→ **Task brief**
Please look for the string "elephant" below and report every line in which it occurs.

→ **Supplied records**

• • • • •

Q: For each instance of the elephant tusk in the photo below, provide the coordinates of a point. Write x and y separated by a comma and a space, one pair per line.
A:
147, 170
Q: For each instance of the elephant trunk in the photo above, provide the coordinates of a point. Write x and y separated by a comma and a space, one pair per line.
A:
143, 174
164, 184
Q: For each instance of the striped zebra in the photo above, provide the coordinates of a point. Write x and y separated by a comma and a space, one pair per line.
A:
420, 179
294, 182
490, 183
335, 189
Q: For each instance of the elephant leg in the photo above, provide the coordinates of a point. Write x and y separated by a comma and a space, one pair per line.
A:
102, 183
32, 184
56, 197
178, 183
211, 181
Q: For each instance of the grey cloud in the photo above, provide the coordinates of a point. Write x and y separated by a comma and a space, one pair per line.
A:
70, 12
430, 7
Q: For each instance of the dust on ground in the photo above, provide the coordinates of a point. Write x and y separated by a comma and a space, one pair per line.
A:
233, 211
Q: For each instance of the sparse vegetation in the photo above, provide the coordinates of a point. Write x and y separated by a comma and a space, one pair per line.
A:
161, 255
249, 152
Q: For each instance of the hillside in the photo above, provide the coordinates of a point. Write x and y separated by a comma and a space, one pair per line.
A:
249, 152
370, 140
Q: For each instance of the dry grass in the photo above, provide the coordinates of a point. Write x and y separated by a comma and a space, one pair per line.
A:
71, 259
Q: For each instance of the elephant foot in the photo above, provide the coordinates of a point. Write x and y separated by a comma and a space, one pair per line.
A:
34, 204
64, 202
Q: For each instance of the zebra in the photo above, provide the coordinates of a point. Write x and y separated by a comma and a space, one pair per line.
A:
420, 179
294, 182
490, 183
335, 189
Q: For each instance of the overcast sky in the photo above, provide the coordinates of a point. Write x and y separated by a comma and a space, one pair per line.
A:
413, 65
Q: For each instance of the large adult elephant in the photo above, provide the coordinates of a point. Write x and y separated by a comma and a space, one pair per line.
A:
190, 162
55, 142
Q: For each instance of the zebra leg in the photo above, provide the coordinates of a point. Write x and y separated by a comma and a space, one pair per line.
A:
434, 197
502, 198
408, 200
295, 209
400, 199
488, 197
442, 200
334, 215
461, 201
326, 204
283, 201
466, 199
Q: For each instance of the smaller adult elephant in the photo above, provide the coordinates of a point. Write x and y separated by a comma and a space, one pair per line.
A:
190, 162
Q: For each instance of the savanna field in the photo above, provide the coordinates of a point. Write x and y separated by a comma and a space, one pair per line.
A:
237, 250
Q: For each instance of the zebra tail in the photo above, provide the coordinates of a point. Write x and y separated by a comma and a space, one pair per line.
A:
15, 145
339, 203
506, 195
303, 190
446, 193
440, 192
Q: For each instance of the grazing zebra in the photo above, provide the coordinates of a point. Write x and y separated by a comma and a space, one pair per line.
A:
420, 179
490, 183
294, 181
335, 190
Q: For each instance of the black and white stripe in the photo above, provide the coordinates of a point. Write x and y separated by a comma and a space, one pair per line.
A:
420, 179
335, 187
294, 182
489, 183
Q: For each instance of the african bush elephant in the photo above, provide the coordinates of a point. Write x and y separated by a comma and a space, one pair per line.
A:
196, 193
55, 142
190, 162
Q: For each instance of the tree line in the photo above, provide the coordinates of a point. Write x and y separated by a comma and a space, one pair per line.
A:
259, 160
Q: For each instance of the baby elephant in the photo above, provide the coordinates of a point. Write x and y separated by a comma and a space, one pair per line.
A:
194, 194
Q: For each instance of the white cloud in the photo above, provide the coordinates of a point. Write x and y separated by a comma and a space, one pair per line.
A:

• • • • •

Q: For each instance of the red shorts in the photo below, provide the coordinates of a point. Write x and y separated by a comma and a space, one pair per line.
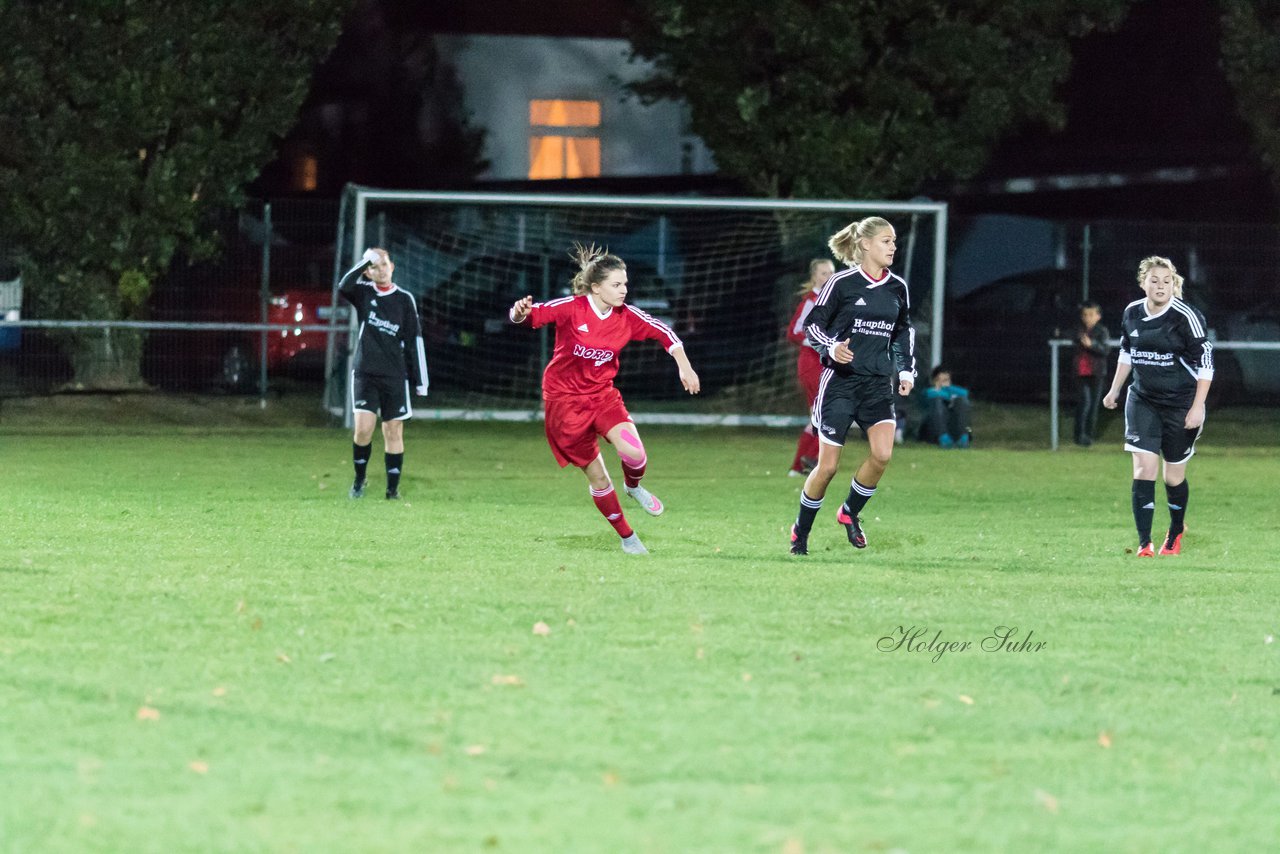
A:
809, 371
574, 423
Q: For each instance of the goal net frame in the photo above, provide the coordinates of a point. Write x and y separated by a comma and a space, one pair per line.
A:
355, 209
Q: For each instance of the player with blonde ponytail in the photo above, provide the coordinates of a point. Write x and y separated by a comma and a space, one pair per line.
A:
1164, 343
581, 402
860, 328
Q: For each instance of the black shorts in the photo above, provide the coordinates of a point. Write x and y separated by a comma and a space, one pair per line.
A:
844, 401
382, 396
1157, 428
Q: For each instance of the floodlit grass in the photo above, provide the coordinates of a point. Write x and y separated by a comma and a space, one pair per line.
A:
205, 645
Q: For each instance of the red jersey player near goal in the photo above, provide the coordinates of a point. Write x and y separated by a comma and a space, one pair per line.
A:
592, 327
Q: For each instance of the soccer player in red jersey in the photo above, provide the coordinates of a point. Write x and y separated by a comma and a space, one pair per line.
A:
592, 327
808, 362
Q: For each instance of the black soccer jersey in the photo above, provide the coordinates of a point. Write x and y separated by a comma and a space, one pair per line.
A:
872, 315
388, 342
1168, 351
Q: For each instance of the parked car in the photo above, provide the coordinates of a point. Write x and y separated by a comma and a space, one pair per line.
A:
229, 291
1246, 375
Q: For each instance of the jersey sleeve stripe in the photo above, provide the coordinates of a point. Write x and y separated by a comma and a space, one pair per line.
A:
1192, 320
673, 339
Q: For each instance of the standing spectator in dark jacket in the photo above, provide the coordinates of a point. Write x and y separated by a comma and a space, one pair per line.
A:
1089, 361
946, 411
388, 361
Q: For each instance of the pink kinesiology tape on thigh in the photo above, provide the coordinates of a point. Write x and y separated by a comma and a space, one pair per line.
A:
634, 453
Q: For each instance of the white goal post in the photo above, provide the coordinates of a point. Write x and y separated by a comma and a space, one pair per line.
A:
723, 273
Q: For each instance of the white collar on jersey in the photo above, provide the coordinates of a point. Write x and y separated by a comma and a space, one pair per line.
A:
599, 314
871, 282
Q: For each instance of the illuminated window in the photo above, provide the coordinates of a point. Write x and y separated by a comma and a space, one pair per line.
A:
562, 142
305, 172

• • • • •

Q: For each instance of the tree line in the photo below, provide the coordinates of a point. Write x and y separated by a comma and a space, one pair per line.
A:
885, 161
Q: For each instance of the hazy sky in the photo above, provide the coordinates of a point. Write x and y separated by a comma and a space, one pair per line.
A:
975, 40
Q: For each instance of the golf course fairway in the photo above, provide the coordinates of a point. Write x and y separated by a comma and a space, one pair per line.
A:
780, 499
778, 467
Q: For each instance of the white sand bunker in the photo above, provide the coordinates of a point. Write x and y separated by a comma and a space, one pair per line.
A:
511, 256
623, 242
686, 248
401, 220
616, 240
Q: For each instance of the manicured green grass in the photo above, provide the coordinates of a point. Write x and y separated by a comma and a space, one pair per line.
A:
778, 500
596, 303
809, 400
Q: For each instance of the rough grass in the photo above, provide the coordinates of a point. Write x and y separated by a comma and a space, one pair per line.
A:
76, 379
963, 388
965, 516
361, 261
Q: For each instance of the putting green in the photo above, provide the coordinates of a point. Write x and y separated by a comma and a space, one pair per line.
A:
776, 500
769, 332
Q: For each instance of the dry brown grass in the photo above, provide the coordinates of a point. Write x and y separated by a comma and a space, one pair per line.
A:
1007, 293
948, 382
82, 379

• • • • •

→ **Exercise output**
Q: For each instance of the elephant tusk in the photo below, provide the coordinates of a point. Write x and y separated by a comma and a space, one pair per line.
Q: For each instance of the elephant trunk in the photo above, provide the coordinates of a point. Write x and y separated by a comma and a space, one pair per line.
Q: For each instance of the elephant leg in the photo above, provide the coordinates of a point. Write x and y separated by a comma and a space, one pair per line.
Q: For each instance of the elephant foot in the photo above, provide the coordinates of a point. Write x and y separated by a comma and a space, one pair per line.
Q: For each instance of the large adult elephant in the photo above, provide the coordinates of a point. Write x and y separated by a comma and a space, one pair per line.
Q: For each instance of the smaller adult elephant in the photo above, provide the coordinates of a point. Write x and y separated by a comma and a space, one pair per line.
Q: For each instance of the african bush elephant in the photo above, provide the coordinates of a point. Write x and y separated by a comma and a space, one pair per line.
Q: For each instance of the baby elephant in the photo above, provide the coordinates of a point. Write x and y separated by a comma and a space, one pair per line.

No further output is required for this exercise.